▶ 文書抜粋:
···
時間認知(読み)じかんにんち(その他表記)time cognition,time recognition

最新 心理学事典 「時間認知」の解説

じかんにんち
時間認知
time cognition,time recognition

時間に関して人間が行なう認知過程。狭義では,時間を意識したり,時間経過の速度,持続時間durationの長短を感じたりといった時間についての主観的経験を指して用いる。しかし,数秒程度の短い持続時間の経験に関しては,直接的に知覚されるという意味で時間知覚time perceptionということばを用い,もっと長い時間に関しては,持続の長さを間接的に判断するという意味で時間評価time estimationということばを用いる方が一般的である。時間認知という用語は,持続経験の長短とは直接的には関係なく,情報の符号化貯蔵,取り出しなど,注意や記憶等の認知過程がかかわることを強調する場合に用いられる。心理学的時間には,同時性や継時性の経験,順序の知覚,心理的現在,持続時間の経験,テンポリズムの知覚,近接性判断judgement of recency,時間的展望temporal perspectiveなど,さまざまな様相がある。これらすべてが時間認知にかかわるといえる。

【持続時間の経験に及ぼす要因】 時間感覚や時間知覚などの短い時間についての研究では,同時閾,継時閾,順序閾,持続弁別閾,持続弁別におけるウェーバーの法則Weber's lawの適合性,客観的時間と主観的時間のベキ指数関係,無記時程,持続時間の経験に及ぼす要因などの問題について調べられている。持続時間の経験に及ぼす要因に関する研究では,持続時間は,感覚モダリティや大きさ,強度等の刺激の性質や量の違いで変化して知覚されることなどが知られている。すなわち,同じ持続時間であっても,視覚時程より聴覚時程の方が長く感じられ,クリック音やフラッシュ光などの刺激で区切った空虚時程より,刺激で満たした充実時程や分割時程の方が長く感じられ,また大きくて複雑な刺激ほど時間が長く感じられることが知られている。時間が空間の大きさとともに長く感じられる効果をカッパ効果kappa effect(またはS効果S effect)という。これは空間上の二つの視覚的刺激を継時的に提示する場合,その間の時間は物理的に等しくても,空間が大きいほど時間が長く感じられるという現象である。これは刺激が実際に運動している場合でも同じで,持続時間は速度の増加とともに長く感じられる。ただし,静止刺激を見ている時間はゆっくり動く刺激より長く感じられ,その傾向は持続時間が長くなるほど顕著になる。
···
▶ 演習課題:
#1 時間認知に関する解説では、時間感覚や時間知覚など短い時間についての研究で調べられている問題が挙げられています。それらを本文の順にすべて列挙してください。
#2 時間認知に関する解説の続きを、最後の文の後から書き継いでください。

▶ 提供データ:
···
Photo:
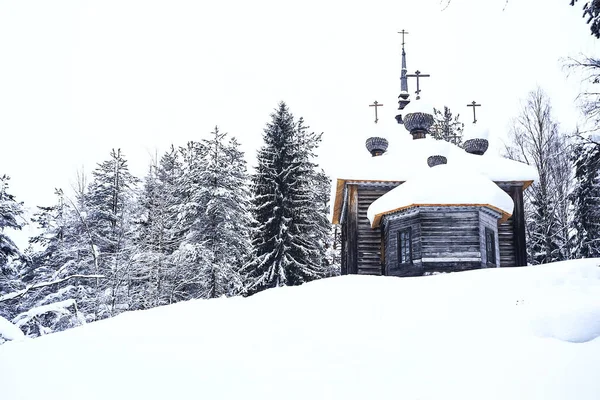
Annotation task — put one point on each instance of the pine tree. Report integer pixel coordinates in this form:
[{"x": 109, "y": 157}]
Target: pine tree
···
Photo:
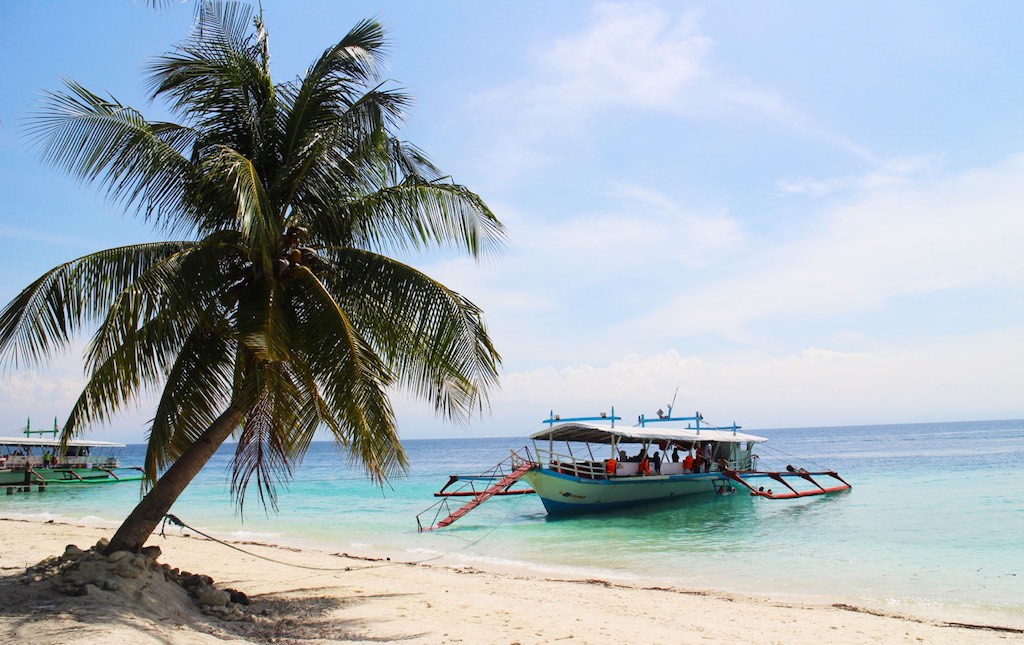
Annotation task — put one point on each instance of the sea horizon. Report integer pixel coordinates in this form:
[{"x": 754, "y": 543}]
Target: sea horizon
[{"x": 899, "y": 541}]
···
▶ 課題の解答:
#1
同時閾
継時閾
順序閾
持続弁別閾
持続弁別におけるウェーバーの法則の適合性
客観的時間と主観的時間のベキ指数関係
無記時程
持続時間の経験に及ぼす要因

#2
 もっと長い時間に関する時間評価の研究では,時間評価と記憶や注意,新陳代謝の速度,睡眠,感覚遮断sensory deprivation,薬物との関係などについて調べられている。記憶や注意との関係については,単純でなじみのある刺激よりも複雑で新奇な刺激を見聞きした方が持続時間は長く評価される。また,記憶負荷が大きくて時間に注意が向かないほど時間は短く評価される。新陳代謝の速度の増加(体温の増加など)とともに,時間経過は速く感じられ,持続時間の評価も大きくなり,また覚醒時と睡眠時の時間評価はそれほど変わらない。感覚遮断下においては,時間が短く感じられるという報告が多いが,最初は長く感じるという報告もある。薬物については,興奮剤は覚醒や機敏さを増して意識に達する情報を大量にもたらし持続体験を長くするが,鎮静剤はその逆の効果をもたらす。すなわち,LSD,マリファナなどの幻覚剤の場合は,密度の濃い体験を経験させ,通常より持続時間を長く感じさせるが,睡眠薬アルコール,精神安定剤の場合は,持続時間を短く感じさせるといわれている。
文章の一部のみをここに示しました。